# GIVEN INSTRUCTION
Format each line in the rows below as one string in a JSON list, from the line with "of the bare" up to and including the last line of the rows, leaving out blank lines.

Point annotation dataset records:
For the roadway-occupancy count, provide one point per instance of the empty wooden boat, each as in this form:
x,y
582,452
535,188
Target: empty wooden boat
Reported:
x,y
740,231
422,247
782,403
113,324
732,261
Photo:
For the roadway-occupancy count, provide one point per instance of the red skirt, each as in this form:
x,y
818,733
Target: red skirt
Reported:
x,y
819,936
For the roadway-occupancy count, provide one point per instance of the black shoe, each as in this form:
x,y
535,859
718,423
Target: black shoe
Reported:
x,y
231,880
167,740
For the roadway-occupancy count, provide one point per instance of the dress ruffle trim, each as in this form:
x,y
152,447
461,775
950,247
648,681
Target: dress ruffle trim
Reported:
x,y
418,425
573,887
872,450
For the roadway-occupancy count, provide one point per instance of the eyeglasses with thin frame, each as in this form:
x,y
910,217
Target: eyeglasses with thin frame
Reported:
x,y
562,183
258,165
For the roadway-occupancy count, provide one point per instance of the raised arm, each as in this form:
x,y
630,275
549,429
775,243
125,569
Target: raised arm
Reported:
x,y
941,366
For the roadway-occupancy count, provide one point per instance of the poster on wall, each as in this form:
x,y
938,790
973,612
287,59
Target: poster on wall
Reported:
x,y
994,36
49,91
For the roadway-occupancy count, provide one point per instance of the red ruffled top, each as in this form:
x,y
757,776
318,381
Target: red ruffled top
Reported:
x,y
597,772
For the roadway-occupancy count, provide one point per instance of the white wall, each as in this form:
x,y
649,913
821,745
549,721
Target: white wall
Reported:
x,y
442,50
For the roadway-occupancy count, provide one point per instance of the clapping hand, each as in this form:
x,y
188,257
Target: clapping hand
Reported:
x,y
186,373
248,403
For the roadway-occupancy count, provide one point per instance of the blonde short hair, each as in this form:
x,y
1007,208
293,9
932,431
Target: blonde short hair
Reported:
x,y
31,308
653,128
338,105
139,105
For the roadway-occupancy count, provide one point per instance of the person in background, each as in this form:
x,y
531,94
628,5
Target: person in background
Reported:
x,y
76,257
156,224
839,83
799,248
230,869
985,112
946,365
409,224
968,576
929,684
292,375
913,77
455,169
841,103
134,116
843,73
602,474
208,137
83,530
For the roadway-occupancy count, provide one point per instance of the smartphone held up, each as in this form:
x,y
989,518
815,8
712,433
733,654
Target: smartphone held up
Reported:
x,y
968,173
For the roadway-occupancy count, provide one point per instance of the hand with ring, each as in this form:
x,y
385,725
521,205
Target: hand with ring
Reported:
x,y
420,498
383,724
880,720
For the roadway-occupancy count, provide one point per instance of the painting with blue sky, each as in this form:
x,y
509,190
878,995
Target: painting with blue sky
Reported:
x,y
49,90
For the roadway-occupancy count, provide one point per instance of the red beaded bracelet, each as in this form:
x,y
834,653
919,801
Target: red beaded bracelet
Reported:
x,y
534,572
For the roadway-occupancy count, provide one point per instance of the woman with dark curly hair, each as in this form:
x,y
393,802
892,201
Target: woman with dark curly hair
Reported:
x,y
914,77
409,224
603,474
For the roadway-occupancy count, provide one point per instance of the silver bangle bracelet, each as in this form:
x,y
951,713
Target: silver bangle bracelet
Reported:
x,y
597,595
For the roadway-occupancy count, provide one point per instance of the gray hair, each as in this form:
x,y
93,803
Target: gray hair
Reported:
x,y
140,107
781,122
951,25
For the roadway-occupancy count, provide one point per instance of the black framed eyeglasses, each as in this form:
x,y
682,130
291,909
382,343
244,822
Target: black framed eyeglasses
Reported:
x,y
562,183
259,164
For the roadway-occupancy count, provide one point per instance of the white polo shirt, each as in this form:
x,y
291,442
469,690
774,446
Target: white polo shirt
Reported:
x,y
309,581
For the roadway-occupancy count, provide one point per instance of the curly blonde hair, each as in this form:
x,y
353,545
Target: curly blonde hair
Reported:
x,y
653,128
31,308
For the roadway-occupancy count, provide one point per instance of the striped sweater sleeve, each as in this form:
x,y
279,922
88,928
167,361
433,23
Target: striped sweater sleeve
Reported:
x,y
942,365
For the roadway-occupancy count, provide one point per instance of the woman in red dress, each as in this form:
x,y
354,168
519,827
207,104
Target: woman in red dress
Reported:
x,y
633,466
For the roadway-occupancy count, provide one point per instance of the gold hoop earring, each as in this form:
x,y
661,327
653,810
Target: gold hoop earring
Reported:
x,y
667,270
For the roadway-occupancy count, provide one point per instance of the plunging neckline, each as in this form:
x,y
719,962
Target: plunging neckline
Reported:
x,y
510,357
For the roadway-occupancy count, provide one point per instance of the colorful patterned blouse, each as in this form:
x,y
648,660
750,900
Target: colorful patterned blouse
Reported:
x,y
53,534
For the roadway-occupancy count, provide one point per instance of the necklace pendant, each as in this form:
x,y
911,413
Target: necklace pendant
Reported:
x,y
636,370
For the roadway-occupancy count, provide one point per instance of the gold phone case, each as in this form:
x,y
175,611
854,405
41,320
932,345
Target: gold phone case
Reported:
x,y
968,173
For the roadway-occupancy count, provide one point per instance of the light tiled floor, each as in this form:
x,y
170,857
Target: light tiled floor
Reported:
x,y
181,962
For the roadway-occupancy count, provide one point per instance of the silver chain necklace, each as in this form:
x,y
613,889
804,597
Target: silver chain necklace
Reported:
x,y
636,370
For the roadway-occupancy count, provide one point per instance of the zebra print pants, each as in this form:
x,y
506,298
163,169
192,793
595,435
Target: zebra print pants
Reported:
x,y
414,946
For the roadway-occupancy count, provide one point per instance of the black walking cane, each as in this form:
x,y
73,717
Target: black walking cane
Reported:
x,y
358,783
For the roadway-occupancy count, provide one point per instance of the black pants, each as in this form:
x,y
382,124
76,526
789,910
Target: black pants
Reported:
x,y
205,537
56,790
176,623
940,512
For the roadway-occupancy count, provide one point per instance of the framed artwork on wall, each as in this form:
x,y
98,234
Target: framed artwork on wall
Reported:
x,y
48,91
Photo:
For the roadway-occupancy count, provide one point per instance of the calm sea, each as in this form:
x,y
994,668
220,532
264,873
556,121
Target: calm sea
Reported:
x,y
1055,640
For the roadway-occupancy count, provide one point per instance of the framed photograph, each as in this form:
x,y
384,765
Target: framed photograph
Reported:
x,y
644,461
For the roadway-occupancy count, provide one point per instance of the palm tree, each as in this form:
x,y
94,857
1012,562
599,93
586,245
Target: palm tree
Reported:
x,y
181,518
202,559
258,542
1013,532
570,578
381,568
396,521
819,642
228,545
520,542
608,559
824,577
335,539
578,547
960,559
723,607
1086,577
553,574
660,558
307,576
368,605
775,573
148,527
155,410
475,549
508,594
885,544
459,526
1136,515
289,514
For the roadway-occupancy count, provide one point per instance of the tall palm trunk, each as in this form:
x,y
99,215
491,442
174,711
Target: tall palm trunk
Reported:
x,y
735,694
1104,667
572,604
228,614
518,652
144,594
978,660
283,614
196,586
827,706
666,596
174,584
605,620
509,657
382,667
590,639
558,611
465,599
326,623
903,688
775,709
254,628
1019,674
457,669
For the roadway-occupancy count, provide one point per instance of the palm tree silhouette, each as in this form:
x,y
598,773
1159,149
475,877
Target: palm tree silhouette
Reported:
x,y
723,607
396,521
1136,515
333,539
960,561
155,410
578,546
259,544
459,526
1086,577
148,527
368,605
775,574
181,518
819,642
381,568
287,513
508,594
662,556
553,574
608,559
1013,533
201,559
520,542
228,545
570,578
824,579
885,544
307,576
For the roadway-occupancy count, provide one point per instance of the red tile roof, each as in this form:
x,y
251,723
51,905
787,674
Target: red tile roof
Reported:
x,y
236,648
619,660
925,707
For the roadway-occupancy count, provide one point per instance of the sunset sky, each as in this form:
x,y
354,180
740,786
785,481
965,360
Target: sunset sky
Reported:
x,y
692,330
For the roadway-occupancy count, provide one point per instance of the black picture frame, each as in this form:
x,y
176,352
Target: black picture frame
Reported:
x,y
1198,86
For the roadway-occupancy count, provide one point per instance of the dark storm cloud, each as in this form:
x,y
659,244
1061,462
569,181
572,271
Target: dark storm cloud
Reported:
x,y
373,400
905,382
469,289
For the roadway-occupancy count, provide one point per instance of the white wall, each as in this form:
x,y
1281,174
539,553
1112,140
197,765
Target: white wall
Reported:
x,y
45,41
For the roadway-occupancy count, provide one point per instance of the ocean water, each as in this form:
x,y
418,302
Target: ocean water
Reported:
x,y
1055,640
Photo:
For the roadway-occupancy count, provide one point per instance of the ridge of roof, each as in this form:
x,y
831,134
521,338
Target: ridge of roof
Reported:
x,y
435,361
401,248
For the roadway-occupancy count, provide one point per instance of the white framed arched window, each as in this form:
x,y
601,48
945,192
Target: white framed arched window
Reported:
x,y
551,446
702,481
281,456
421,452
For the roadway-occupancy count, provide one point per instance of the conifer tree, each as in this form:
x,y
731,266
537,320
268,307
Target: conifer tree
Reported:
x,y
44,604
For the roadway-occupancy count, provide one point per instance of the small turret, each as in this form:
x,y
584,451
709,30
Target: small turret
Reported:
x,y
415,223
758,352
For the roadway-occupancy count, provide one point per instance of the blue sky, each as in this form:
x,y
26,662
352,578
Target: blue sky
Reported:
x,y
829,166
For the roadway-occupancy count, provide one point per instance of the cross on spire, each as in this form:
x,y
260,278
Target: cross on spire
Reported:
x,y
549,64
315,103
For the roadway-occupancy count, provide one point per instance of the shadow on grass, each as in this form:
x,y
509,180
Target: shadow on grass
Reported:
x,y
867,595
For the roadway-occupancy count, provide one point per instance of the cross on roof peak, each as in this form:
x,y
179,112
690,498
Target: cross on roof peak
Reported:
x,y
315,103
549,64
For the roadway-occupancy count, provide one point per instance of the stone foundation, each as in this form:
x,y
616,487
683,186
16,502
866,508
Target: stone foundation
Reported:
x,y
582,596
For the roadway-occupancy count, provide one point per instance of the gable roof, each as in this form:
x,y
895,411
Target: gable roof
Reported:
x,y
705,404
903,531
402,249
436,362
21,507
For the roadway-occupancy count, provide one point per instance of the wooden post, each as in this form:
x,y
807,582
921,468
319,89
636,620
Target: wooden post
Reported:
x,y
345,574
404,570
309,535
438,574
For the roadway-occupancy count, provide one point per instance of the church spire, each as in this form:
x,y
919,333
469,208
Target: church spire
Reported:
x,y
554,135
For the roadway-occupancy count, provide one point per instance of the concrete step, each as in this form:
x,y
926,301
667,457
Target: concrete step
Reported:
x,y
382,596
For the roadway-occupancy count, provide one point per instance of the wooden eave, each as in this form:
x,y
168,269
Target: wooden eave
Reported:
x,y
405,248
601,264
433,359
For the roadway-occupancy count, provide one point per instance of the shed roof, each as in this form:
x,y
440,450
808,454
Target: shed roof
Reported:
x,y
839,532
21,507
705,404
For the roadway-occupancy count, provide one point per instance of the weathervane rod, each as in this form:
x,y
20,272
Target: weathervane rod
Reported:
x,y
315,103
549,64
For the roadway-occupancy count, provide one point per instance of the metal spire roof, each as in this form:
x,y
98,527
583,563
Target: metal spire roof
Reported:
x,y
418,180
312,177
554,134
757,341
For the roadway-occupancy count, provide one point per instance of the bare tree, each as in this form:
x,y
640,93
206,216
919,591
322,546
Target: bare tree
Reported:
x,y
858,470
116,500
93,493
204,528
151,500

# FINAL ANSWER
[
  "For the roadway-occupancy count, provide one point per instance of the bare tree, each as in this form:",
  "x,y",
  "640,93",
  "206,216",
  "919,591",
  "322,546",
  "Target: bare tree",
  "Reported:",
  "x,y",
  "858,470",
  "116,500",
  "93,493",
  "204,528",
  "151,500"
]